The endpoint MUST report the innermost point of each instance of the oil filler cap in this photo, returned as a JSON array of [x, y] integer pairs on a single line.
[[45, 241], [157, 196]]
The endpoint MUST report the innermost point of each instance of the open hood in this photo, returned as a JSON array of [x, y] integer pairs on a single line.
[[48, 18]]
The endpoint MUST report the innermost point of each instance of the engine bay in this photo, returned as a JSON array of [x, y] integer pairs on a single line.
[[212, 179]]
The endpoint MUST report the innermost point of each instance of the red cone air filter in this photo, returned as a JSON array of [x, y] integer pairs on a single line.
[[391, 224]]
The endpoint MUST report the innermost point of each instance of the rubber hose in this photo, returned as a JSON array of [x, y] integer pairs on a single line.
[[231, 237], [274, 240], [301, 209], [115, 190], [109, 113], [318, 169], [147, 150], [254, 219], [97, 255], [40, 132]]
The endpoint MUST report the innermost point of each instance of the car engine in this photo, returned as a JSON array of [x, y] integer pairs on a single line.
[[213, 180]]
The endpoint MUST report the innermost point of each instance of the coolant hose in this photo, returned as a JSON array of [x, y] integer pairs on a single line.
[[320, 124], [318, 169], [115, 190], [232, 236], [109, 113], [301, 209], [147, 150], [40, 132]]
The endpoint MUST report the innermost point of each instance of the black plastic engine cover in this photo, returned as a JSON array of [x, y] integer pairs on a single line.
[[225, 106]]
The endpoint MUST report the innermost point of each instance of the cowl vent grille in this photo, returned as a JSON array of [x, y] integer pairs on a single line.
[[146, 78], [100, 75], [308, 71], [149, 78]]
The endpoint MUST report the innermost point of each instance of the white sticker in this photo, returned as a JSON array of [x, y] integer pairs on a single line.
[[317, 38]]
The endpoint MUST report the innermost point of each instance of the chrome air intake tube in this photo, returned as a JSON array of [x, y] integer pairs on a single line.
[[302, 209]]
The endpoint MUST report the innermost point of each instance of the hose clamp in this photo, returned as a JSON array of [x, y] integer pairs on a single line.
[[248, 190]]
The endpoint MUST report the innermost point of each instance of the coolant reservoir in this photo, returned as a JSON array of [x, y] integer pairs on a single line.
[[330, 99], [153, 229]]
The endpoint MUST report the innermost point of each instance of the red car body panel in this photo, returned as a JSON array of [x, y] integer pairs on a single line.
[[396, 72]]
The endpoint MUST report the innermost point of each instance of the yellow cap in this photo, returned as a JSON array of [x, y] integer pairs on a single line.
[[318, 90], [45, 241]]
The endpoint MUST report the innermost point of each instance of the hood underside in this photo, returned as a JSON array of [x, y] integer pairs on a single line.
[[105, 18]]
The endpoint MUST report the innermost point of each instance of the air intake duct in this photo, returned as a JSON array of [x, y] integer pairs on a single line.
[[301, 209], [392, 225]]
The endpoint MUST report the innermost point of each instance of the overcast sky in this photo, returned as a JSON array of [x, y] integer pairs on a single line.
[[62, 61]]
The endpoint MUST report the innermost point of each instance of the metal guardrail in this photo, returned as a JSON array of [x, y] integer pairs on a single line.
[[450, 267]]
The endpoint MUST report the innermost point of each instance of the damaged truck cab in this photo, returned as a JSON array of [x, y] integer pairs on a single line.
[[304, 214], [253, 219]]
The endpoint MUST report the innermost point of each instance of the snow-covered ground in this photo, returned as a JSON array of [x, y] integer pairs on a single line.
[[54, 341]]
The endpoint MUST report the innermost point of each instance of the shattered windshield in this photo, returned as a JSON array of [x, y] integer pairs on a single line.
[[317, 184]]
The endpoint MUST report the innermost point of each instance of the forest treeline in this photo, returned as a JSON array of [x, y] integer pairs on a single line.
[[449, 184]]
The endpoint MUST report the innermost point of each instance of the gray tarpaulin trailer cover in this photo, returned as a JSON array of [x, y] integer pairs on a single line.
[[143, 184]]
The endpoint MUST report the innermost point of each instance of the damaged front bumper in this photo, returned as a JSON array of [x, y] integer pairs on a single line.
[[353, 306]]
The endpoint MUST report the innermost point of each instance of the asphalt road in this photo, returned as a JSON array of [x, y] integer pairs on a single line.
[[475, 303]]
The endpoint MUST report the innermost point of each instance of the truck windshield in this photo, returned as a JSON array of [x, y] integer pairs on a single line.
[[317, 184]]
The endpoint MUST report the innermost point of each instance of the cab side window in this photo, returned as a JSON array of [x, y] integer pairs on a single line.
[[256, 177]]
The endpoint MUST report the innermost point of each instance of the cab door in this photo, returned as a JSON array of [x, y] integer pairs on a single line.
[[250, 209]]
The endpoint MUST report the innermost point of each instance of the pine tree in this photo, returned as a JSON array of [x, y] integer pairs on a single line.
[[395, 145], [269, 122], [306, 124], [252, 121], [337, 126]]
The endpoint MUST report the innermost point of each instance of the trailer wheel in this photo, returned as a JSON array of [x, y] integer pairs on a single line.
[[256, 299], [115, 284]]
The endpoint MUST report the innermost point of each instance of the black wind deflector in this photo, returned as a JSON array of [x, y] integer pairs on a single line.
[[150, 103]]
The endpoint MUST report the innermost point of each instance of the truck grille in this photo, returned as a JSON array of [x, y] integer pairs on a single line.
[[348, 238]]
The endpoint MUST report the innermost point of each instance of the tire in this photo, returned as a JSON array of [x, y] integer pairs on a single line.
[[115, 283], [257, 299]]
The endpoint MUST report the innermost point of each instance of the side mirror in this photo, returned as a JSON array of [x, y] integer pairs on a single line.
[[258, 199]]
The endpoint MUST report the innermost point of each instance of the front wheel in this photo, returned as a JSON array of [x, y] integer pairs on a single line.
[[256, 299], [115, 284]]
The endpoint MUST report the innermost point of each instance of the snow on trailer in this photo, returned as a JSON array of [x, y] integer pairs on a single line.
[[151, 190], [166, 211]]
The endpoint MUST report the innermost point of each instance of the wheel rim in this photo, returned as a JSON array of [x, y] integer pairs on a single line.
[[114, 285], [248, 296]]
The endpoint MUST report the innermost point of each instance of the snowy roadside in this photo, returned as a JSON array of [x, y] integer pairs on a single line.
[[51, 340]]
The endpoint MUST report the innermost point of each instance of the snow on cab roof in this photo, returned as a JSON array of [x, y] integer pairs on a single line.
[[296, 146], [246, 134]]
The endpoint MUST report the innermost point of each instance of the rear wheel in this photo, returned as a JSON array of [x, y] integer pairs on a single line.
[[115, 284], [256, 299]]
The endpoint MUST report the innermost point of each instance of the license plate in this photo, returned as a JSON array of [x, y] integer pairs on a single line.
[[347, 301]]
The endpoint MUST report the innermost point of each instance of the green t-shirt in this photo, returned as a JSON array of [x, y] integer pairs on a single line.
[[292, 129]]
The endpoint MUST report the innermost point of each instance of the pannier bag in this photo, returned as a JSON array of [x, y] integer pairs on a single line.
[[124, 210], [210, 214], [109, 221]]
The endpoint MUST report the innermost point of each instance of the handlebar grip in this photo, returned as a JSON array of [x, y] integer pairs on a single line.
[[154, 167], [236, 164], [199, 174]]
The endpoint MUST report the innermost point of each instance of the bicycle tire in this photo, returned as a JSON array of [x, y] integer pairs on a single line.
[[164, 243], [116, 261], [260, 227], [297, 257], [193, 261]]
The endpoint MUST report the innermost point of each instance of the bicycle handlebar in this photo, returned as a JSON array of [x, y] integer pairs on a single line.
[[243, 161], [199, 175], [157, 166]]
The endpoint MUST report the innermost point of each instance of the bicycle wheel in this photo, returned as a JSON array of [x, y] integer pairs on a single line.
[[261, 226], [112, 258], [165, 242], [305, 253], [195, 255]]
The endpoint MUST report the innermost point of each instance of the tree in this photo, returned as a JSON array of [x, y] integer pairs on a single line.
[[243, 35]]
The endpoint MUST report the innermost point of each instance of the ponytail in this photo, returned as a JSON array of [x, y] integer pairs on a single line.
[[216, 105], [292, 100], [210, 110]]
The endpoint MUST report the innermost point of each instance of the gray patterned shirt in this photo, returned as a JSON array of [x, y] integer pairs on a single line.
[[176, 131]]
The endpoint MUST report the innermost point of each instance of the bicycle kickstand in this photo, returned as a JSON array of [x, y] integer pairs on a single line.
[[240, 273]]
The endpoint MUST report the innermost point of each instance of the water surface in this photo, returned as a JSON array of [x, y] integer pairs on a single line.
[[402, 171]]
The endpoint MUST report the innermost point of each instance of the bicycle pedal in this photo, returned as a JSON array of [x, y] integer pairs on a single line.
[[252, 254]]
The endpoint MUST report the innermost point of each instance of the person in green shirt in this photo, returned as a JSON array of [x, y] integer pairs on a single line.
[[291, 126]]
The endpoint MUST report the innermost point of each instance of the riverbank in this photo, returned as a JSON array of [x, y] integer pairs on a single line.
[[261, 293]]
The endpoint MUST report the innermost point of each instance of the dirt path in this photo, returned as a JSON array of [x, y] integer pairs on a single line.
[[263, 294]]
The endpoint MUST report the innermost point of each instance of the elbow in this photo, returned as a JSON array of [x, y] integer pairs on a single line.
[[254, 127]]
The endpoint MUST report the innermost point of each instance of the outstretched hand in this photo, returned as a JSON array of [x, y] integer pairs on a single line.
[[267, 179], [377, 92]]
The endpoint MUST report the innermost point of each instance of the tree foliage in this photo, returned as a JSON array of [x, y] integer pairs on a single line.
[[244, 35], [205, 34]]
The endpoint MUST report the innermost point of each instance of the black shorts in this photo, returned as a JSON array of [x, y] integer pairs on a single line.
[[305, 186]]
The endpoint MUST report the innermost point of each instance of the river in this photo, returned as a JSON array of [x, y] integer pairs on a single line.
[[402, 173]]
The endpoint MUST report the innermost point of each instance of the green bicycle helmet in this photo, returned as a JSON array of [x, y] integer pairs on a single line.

::::::

__WHAT IS BEING ASKED__: Please repeat the line that contains "of the outstretched" and every line after it through the end of the material above, exactly and with nothing added.

__RESPONSE__:
The endpoint MUST report the innermost point of each instance of the outstretched hand in this photo, returned as a JSON array of [x, y] integer pairs on a single line.
[[267, 179], [377, 92]]
The endpoint MUST report the innermost point of each instance of the tree foliage in this photo, returned as a JSON array of [x, y] integer pairs on a single line.
[[244, 35], [205, 34]]
The endpoint MUST report the innermost point of each instance of the black shorts in this photo, returned as a JSON array of [x, y] integer pairs on a single line.
[[305, 186]]
The endpoint MUST report the innermost point of each instance of the river in this photo, returned as a JSON array of [x, y] integer pairs on a single line.
[[402, 173]]
The endpoint MUST report the innermost point of each instance of the green bicycle helmet in this photo, returned as a JSON array of [x, y] integer pairs on a single line.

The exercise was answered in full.